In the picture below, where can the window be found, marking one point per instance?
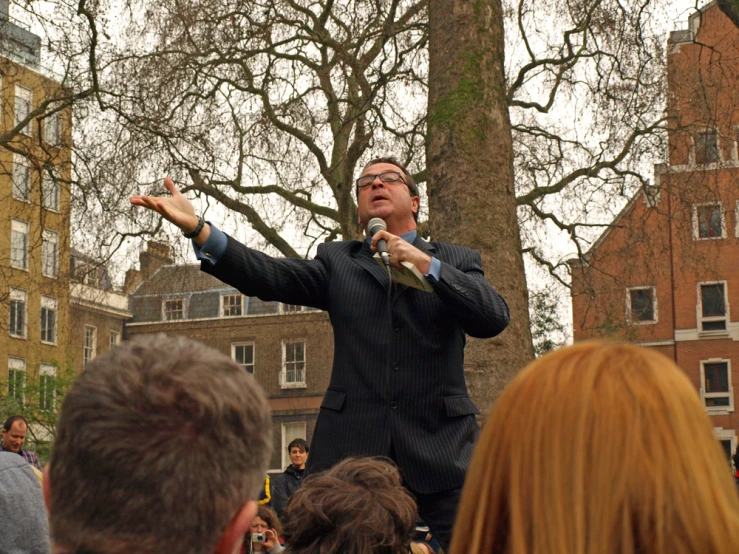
(49, 253)
(51, 192)
(48, 319)
(706, 148)
(174, 309)
(21, 178)
(708, 221)
(713, 307)
(293, 364)
(47, 387)
(290, 432)
(641, 305)
(53, 129)
(90, 347)
(17, 378)
(19, 244)
(243, 354)
(18, 313)
(232, 305)
(23, 102)
(716, 390)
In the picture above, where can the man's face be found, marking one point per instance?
(13, 439)
(298, 457)
(385, 200)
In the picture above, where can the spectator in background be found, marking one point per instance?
(161, 447)
(359, 506)
(266, 526)
(25, 529)
(283, 486)
(14, 435)
(598, 448)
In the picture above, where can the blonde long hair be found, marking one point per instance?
(598, 448)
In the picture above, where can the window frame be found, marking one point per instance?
(229, 295)
(729, 393)
(21, 363)
(18, 293)
(49, 237)
(182, 299)
(629, 310)
(284, 383)
(696, 221)
(235, 345)
(701, 319)
(14, 225)
(92, 348)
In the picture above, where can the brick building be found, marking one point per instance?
(35, 166)
(666, 272)
(288, 349)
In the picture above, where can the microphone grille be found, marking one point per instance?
(375, 225)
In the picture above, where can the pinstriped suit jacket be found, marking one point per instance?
(397, 383)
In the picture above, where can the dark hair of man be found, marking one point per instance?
(270, 518)
(159, 443)
(300, 443)
(357, 507)
(12, 419)
(409, 181)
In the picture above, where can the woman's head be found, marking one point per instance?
(598, 448)
(358, 506)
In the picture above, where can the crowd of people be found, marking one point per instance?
(163, 443)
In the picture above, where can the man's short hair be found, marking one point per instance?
(300, 443)
(12, 419)
(160, 442)
(359, 505)
(409, 180)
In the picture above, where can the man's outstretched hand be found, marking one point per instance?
(176, 208)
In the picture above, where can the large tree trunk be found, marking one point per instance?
(470, 174)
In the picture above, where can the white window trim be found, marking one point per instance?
(93, 349)
(51, 303)
(15, 226)
(22, 161)
(704, 394)
(253, 364)
(285, 454)
(696, 226)
(171, 299)
(19, 294)
(47, 235)
(283, 373)
(230, 295)
(654, 306)
(27, 95)
(17, 364)
(699, 313)
(49, 370)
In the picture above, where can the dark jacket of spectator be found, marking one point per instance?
(284, 486)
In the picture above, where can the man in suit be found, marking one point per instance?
(397, 386)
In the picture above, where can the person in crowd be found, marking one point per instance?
(14, 435)
(359, 506)
(598, 448)
(285, 484)
(265, 532)
(25, 528)
(398, 366)
(162, 445)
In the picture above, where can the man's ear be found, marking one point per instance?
(233, 536)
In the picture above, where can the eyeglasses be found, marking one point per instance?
(387, 177)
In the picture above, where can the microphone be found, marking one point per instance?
(374, 226)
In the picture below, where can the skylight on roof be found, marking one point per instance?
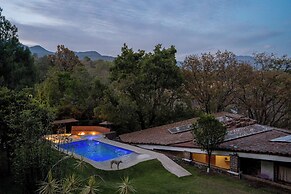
(180, 129)
(283, 139)
(246, 131)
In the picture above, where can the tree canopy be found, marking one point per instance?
(208, 133)
(145, 87)
(17, 69)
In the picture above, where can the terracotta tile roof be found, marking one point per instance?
(159, 135)
(257, 143)
(65, 121)
(260, 143)
(249, 137)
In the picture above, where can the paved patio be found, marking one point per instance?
(144, 155)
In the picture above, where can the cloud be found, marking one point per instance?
(192, 26)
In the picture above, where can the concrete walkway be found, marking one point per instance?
(144, 155)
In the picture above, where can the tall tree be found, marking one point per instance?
(145, 87)
(69, 88)
(65, 59)
(208, 133)
(23, 123)
(16, 63)
(210, 79)
(265, 94)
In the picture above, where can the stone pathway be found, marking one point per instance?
(144, 155)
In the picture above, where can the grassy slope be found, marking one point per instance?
(150, 177)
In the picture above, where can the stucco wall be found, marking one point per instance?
(267, 170)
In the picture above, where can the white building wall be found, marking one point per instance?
(267, 169)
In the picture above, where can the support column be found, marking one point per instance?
(234, 162)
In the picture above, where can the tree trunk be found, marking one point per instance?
(209, 160)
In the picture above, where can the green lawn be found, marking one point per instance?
(151, 177)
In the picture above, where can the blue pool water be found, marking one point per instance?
(95, 150)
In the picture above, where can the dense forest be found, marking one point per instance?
(137, 90)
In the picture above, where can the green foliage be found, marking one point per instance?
(145, 88)
(51, 186)
(264, 94)
(70, 184)
(81, 164)
(65, 59)
(71, 94)
(125, 187)
(210, 80)
(16, 62)
(25, 121)
(92, 186)
(208, 133)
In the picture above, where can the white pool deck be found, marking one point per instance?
(139, 155)
(168, 164)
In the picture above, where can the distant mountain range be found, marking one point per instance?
(93, 55)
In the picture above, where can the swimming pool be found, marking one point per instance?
(95, 150)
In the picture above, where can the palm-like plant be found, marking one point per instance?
(81, 164)
(125, 187)
(51, 186)
(91, 188)
(70, 184)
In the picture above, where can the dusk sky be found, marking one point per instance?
(193, 26)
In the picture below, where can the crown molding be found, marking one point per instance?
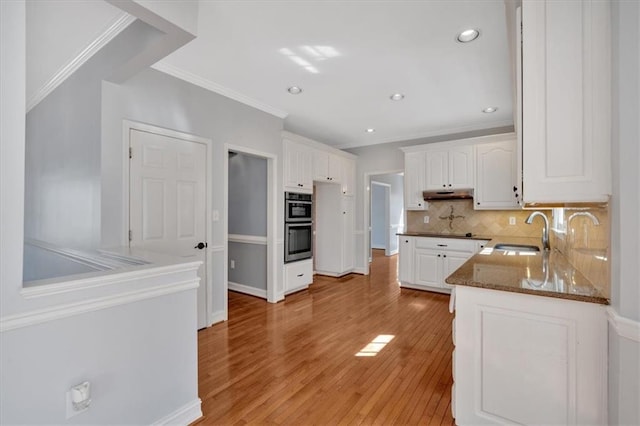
(119, 24)
(216, 88)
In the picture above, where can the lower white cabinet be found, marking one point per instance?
(526, 359)
(298, 275)
(425, 262)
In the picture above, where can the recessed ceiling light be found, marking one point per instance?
(468, 35)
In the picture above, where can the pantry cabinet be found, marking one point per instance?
(528, 359)
(334, 236)
(449, 169)
(566, 100)
(298, 160)
(497, 184)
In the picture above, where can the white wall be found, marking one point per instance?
(387, 158)
(624, 330)
(161, 100)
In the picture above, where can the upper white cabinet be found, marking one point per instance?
(327, 167)
(566, 105)
(297, 167)
(497, 185)
(449, 169)
(414, 167)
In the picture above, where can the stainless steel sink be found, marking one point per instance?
(515, 247)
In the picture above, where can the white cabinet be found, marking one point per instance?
(348, 176)
(327, 167)
(525, 359)
(566, 105)
(334, 238)
(405, 259)
(425, 262)
(497, 184)
(414, 180)
(297, 167)
(297, 275)
(449, 169)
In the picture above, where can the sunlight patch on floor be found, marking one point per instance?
(376, 345)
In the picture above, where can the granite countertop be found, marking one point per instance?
(543, 274)
(433, 235)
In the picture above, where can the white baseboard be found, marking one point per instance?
(624, 327)
(252, 291)
(184, 415)
(219, 316)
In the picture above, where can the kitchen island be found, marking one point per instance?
(530, 336)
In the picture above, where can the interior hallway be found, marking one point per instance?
(295, 362)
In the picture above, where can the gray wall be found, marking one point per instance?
(62, 166)
(624, 352)
(247, 195)
(161, 100)
(248, 216)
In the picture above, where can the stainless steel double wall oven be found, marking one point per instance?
(297, 226)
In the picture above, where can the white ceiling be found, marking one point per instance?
(349, 57)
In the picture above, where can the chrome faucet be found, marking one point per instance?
(545, 230)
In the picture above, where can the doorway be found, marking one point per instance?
(168, 199)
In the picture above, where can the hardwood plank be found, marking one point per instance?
(295, 362)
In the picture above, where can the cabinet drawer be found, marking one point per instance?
(448, 244)
(298, 274)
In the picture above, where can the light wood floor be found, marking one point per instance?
(295, 362)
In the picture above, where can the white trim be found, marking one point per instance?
(247, 239)
(184, 415)
(100, 279)
(26, 319)
(366, 200)
(116, 27)
(218, 316)
(217, 88)
(245, 289)
(624, 327)
(127, 126)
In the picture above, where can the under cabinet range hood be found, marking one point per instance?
(448, 194)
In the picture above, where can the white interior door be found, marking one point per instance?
(167, 200)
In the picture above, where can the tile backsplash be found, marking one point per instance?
(491, 223)
(585, 244)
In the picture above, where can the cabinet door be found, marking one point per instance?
(460, 167)
(320, 165)
(405, 259)
(450, 262)
(413, 180)
(566, 103)
(436, 170)
(348, 177)
(496, 176)
(428, 268)
(347, 234)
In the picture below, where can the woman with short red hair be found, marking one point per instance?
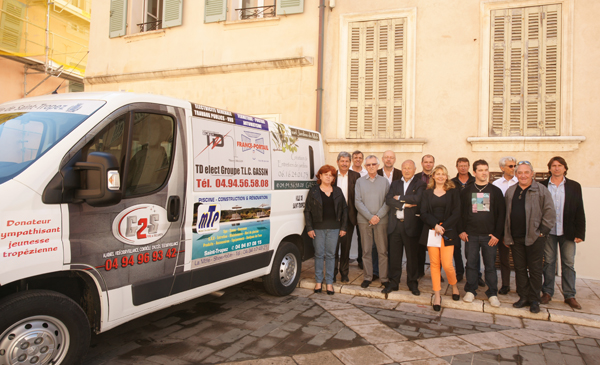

Set task: How many lines of the items above contain the string "floor"? Reply with the number only.

Complete output: 2